__Questions__
a) From the article on Baltimore's tuberculosis app pilot, list every country where projects using the emocha technology are said to be currently deployed and evaluated.
b) Reproduce everything in the article on Baltimore's tuberculosis app pilot from "The procedure allows" down to "according to emocha.".

__Text under study__
━━━

Baltimore Launches Mobile TB Care Adherence Pilot

The City of Baltimore Health Department and Baltimore-based mobile care platform developer emocha Mobile Health will be launching a pilot program aimed at easing the burden of tuberculosis care monitoring on the city’s provider community.


The City of Baltimore Health Department and Baltimore-based mobile care platform developer emocha Mobile Health will be launching a pilot program aimed at easing the burden of tuberculosis care monitoring on the city's provider community.

The health department will use emocha’s medication adherence app, miDOT, to help tuberculosis patients adhere to their medication regimen while also fulfilling CDC-required Directly Observed Therapy (DOT).

DOT requires a clinician to physically observe a patient take their medication every day for at least six months. This is resource-intensive, costly to the system, and burdensome for the patient. miDOT serves as a proxy for DOT. Patients use emocha’s HIPAA-compliant smartphone app, miDOT, to record themselves taking their medication at their own convenience. miDOT captures symptoms and securely submits the video to the emocha server, where a clinician can then observe and confirm adherence on the emocha web interface.

The procedure allows patients to self-manage their treatment adherence while reducing the burden on health departments by reducing in-person DOT demands, according to emocha.

“We believe that the miDOT app will increase the health department’s capacity to provide quality care for TB patients while freeing up clinician time for other critical TB control activities,” said Patrick Chaulk M.D., health department acting deputy commissioner for communicable disease.

emocha Mobile Health was spun off in 2013 from technology developed at the Johns Hopkins Center for Clinical Global Health Education. Projects using the technology are currently being deployed and evaluated in a wide-range of healthcare, public health, and research programs in Uganda, Afghanistan and the US, with additional projects under development for Central America, India, Bangladesh, Zambia, and Ethiopia.

These diverse projects include community and home based strategies to optimize HIV counseling and testing, HIV treatment adherence, TB diagnosis and treatment, malaria prevention and treatment, maternal and child health, reduction of IV drug use, management of chronic diseases, and prevention of domestic violence.

━━━

__Dataset entries__
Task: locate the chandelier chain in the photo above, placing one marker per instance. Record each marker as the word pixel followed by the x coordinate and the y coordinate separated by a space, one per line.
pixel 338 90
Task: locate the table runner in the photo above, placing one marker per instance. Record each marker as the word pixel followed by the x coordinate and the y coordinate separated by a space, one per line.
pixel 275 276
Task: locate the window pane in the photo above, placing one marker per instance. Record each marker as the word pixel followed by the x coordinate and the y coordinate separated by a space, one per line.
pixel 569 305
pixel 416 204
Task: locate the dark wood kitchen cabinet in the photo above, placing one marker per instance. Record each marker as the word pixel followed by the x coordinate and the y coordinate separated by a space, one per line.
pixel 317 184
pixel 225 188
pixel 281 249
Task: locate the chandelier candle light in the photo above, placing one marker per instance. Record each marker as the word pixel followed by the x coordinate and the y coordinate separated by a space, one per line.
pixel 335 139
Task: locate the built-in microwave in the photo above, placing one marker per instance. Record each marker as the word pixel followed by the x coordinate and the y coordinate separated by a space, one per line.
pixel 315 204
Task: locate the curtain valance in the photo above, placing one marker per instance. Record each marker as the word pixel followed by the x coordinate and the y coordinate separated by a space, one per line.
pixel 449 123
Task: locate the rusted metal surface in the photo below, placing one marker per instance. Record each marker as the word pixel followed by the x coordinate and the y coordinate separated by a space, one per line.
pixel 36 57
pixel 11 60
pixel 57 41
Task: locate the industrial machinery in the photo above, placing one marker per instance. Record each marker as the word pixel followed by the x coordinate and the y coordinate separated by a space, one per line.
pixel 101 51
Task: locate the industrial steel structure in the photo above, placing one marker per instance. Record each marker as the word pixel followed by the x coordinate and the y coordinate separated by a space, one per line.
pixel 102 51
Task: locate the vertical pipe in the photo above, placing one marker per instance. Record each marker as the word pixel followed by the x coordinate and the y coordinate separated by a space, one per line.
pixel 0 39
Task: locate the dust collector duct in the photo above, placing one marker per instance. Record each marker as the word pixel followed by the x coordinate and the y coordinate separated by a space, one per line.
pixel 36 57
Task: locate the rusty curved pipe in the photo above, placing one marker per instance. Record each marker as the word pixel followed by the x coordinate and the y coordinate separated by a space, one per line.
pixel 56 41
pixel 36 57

━━━

__Solution list__
a)
Uganda
Afghanistan
the US

b)
The procedure allows patients to self-manage their treatment adherence while reducing the burden on health departments by reducing in-person DOT demands, according to emocha.